Entries from an annotation dataset
⁂

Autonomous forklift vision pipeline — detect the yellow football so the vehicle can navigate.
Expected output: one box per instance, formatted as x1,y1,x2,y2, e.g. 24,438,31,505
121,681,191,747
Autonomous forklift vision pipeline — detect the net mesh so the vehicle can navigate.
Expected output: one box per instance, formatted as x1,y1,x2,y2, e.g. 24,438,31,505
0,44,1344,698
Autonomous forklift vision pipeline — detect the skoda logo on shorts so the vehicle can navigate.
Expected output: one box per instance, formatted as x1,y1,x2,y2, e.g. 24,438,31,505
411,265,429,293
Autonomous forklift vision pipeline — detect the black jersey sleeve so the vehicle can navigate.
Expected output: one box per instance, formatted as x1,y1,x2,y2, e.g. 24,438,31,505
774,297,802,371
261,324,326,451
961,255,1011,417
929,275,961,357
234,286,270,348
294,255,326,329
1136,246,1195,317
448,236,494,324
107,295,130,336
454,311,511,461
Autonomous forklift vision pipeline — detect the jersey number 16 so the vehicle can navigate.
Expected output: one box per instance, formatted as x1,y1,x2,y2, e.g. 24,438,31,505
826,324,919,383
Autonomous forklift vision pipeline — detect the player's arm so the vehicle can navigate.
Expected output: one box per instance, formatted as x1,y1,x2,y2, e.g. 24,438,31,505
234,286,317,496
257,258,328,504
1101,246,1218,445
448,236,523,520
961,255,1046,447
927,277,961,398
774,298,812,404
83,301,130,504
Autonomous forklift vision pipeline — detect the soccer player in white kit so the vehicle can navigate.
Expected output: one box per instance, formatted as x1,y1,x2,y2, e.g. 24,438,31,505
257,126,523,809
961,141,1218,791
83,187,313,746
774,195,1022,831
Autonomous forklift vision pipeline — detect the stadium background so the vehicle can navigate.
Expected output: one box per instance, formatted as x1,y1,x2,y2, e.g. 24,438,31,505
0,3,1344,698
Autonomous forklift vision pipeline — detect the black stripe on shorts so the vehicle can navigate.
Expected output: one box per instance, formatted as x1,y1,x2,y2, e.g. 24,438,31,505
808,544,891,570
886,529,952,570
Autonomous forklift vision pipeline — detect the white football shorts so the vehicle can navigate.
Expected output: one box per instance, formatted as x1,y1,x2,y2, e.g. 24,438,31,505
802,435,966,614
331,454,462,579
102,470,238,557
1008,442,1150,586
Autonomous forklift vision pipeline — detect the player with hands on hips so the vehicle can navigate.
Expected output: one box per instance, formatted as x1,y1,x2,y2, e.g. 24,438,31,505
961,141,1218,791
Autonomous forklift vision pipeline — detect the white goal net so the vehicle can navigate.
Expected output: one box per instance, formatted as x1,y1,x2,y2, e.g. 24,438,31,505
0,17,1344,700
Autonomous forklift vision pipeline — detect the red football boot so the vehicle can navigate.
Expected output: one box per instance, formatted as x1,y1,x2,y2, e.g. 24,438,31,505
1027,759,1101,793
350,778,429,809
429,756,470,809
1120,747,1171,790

⁂

Description of the task.
Present every line of the material above as a Markdown table with two columns, Row and Line. Number the rows in order and skip any blank lines.

Output for this exercise.
| Row | Line |
|---|---|
| 1 | Autonomous forklift vision pipeline — detect the yellow football so the vehicle can navigate. |
| 2 | Expected output: one box per instance, formatted as x1,y1,x2,y2, e.g. 24,438,31,505 |
| 3 | 121,681,191,747 |
| 4 | Autonomous forklift vision pipeline — detect the net mesh so the vehicle can navigate. |
| 5 | Expected output: one box per instance, formatted as x1,y1,x2,y2, e.g. 24,438,31,505 |
| 6 | 0,44,1344,698 |
| 7 | Autonomous forklift vision pipeline — detect the skoda logo on shorts so the vehicle can navigate. |
| 8 | Expected output: one box per instance, formatted as x1,y1,x2,y2, e.g. 24,438,31,505 |
| 9 | 411,265,429,293 |
| 10 | Autonomous forklift vision pipeline — detect the black jersey sleeve so the vehicle can navigate. |
| 11 | Expected output: one box per instance, formatted as x1,y1,x2,y2, e.g. 24,438,31,505 |
| 12 | 774,297,802,371 |
| 13 | 261,324,326,451 |
| 14 | 961,255,1011,417 |
| 15 | 929,275,961,357 |
| 16 | 234,286,270,348 |
| 17 | 294,255,326,329 |
| 18 | 1136,246,1195,317 |
| 19 | 448,236,494,324 |
| 20 | 107,295,130,336 |
| 21 | 454,311,511,461 |
| 22 | Autonomous forklift vision pipeline — detect the jersey number 16 so the vehicle can navigate. |
| 23 | Expected output: one box per instance, formatted as x1,y1,x2,y2, e.g. 24,438,31,505 |
| 24 | 826,324,919,383 |
| 25 | Autonomous forklift vision pipeline — detect the player's arm so the vehicle can navigate. |
| 26 | Expected output: one box per instance, formatted as x1,y1,x2,y2, e.g. 24,438,31,505 |
| 27 | 234,286,317,496 |
| 28 | 257,258,328,504 |
| 29 | 1101,246,1218,445 |
| 30 | 448,236,523,520 |
| 31 | 961,255,1046,447 |
| 32 | 927,277,961,398 |
| 33 | 774,298,812,404 |
| 34 | 83,301,130,504 |
| 35 | Autonomous forklift vision pipeline — detect the soccer player in white kit so the vehicle can navigate. |
| 36 | Expected output: one box per instance, formatted as x1,y1,x2,y2, e.g. 24,438,31,505 |
| 37 | 257,126,523,809 |
| 38 | 961,141,1218,791 |
| 39 | 83,187,313,746 |
| 40 | 774,195,1022,831 |
| 41 | Autonomous forklift vision pipeline — detect the stadium background so the vehicle can navigate. |
| 42 | Expected output: one box per instance, formatted as x1,y1,x2,y2, e.g. 24,438,31,505 |
| 43 | 0,3,1344,698 |
| 44 | Autonomous forklift vision pipeline — detect the black stripe on shorts so the vehicle can navigate. |
| 45 | Expected output: one box per instance, formatted as x1,y1,x2,y2, e.g. 24,438,31,505 |
| 46 | 808,544,891,570 |
| 47 | 886,529,952,570 |
| 48 | Autonomous forklift vision pipeline — detect the white football shorts so the vehicle can navigate. |
| 49 | Expected output: one box per instance, formatted as x1,y1,x2,y2, e.g. 24,438,31,505 |
| 50 | 802,435,966,614 |
| 51 | 331,454,462,579 |
| 52 | 102,470,238,557 |
| 53 | 1008,442,1150,586 |
| 54 | Autonomous forklift vision pipeline — detect the player with hands on hips so the vehicle can navigate. |
| 55 | Expected output: one box per instance, formatted as x1,y1,x2,y2, e.g. 24,438,31,505 |
| 56 | 961,141,1218,791 |
| 57 | Autonomous forklift vision pipeline — detect the white goal net so the vehicle can navigate. |
| 58 | Expected output: one box per instance, formatted as x1,y1,x2,y2, e.g. 24,438,31,505 |
| 59 | 0,17,1344,700 |
| 60 | Autonomous forklift vision pipeline — detect the red football boot so the vehicle can navigate. |
| 61 | Expected output: one box per instance, formatted as x1,y1,x2,y2, e.g. 24,438,31,505 |
| 62 | 1027,759,1101,793 |
| 63 | 350,778,429,809 |
| 64 | 429,756,470,809 |
| 65 | 1120,747,1171,790 |